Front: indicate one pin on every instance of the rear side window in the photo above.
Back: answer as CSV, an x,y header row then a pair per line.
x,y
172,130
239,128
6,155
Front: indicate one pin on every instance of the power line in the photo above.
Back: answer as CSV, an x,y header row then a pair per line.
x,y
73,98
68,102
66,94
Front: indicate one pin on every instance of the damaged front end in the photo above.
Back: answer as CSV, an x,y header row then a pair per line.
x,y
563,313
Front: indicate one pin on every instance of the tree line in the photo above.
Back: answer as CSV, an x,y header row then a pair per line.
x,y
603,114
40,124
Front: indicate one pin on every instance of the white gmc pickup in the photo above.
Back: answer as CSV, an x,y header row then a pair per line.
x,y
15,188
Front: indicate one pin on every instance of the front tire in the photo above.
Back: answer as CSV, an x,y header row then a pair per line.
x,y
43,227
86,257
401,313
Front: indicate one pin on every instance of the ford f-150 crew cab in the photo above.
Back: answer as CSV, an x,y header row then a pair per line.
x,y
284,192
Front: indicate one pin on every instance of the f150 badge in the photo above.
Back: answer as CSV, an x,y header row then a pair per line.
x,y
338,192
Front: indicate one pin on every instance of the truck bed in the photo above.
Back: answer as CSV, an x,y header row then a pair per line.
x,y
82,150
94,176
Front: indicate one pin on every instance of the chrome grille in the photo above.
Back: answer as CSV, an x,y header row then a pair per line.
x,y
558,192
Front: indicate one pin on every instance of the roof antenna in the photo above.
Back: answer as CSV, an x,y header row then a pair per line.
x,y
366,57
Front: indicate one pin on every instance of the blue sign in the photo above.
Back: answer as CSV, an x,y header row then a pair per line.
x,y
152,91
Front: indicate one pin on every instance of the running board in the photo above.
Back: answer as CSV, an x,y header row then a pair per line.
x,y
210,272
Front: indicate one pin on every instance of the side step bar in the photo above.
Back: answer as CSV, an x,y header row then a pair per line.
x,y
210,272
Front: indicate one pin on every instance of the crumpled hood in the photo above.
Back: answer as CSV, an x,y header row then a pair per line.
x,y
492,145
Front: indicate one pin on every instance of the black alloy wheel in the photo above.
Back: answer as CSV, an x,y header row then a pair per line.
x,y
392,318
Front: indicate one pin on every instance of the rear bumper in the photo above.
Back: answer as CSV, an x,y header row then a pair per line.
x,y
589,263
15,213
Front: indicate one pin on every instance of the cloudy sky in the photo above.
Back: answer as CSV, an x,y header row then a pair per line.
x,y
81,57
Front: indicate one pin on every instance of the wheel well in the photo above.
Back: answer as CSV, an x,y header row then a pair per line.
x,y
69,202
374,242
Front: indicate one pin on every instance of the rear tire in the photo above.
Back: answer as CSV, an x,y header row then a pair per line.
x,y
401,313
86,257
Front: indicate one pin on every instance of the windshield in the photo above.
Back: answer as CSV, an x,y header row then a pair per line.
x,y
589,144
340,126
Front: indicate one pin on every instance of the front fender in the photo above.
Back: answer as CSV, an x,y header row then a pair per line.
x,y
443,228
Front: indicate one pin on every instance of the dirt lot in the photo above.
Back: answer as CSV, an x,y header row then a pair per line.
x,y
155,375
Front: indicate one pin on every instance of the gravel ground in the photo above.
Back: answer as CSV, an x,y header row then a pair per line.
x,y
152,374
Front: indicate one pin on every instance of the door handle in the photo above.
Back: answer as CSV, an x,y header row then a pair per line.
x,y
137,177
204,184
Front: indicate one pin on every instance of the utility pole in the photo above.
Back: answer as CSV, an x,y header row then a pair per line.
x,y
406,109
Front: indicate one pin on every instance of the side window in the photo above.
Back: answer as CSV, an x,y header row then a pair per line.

Given exercise | The listing above must be transcribed exactly, line by line.

The response |
Front: indicate one pin on every instance of the rear side window in the photo above.
Back: answer as CSV, an x,y header row then a pair per line.
x,y
172,130
239,128
6,155
Front: indicate one pin on every instance of the power line in the photo above.
Back: answer as CSV, an x,y header row then a pair per line.
x,y
73,98
68,102
66,94
Front: indicate one pin on every instance of the damaged front end in the photo above.
Back: answer as CSV, an x,y header row then a pair per line.
x,y
563,313
Front: indicate one pin on every instance of the tree line in the photo above.
Back: answer as CSV, an x,y header row then a pair per line.
x,y
603,114
40,124
Front: indicate one pin on every instance of the white gmc pickup in the photo above.
Back: answer as CSV, an x,y header row then a pair per line.
x,y
15,188
Front: indicate one pin on every instance of the front tire in the photo above.
Back: answer as CSV, an x,y header row then a pair per line.
x,y
43,227
86,257
401,313
Front: indicate one pin on every instance of the ford f-150 crew cab in the photo above.
Back: answer as CSV, an x,y header row then a pair per line.
x,y
284,192
Front: indicate one pin on every instance of the f150 badge in the photo above.
Back: answer as CSV, an x,y header row then a pair per line.
x,y
338,192
Front: indicate one pin on every instance of the truck bed in the photo above.
Back: answer as CSV, an x,y header row then a pair per line.
x,y
82,150
94,176
Front: indicate one pin on every instance of the chrome grille in the photo above.
Back: answer as CSV, an x,y header row then a pair per line.
x,y
558,192
Front: indicate one pin on every instance of the roof antenna in the photo above.
Back: answer as CSV, an x,y header row then a pair per line.
x,y
366,57
Front: indicate one pin on every instance of the blue sign in the photo above.
Back: answer as CSV, an x,y header row then a pair per line.
x,y
152,91
Front: indicate one pin on every instance of the running board in the photo above.
Back: answer as CSV, an x,y header row then a pair per line.
x,y
210,272
Front: indicate one pin on every instance of the side step bar in the photo above.
Back: answer as CSV, an x,y header row then a pair per line.
x,y
210,272
Front: indicate one pin on every instance of the crumpled hood in the photo above.
Back: answer as CSV, an x,y header row then a pair per line.
x,y
492,145
Front: indicate one pin on every instance of the black alloy wheel in the photo above.
Back: answer as CSV, an x,y header row then a pair per line.
x,y
392,318
Front: indicate one pin on every instance of the rear bumper in the photo above.
Back: answer as CSV, an x,y header row then a pair per line.
x,y
589,263
15,213
Front: indicate one pin on every instance of the cloudy sky in the photo above.
Back: answer as CSV, an x,y header row then a pair per line.
x,y
81,57
Front: indicate one pin on every instance of the wheel well in the photo above.
Back: answer as CSV, an x,y header row then a pair per line.
x,y
69,202
374,242
Front: indicate one pin on every instance of the rear tire in the photo above.
Back: answer as CSV, an x,y header row then a pair per line.
x,y
401,313
86,257
Front: indicate one pin on every instance of the windshield in the photo above.
Back: answer as CSV, an x,y header row then a pair per line.
x,y
589,144
340,126
Front: indicate one pin on every instance of the front fender in the photo above.
Back: answer as CSV, an x,y header row then a pair per line.
x,y
443,228
Front: indicate one pin on every instance of the dirt lot in the photo above.
Back: answer as CSV, an x,y header row then a pair per line.
x,y
155,375
Front: indicate one pin on every instance of the gravel ground in the photo above.
Back: answer as CSV, an x,y header row then a pair per line.
x,y
152,374
Front: indicate one pin on every instance of the door handle in the photo above.
Back: answer as CSV, an x,y header row then a pair per line.
x,y
137,177
204,184
Front: indicate one pin on every instance of the utility pole in the photo above.
Back: answer as CSV, an x,y header row then a pair per line.
x,y
406,109
Front: indicate one pin on every instance of the side window in the photo above.
Back: answer as CSV, an x,y header row then a pair per line.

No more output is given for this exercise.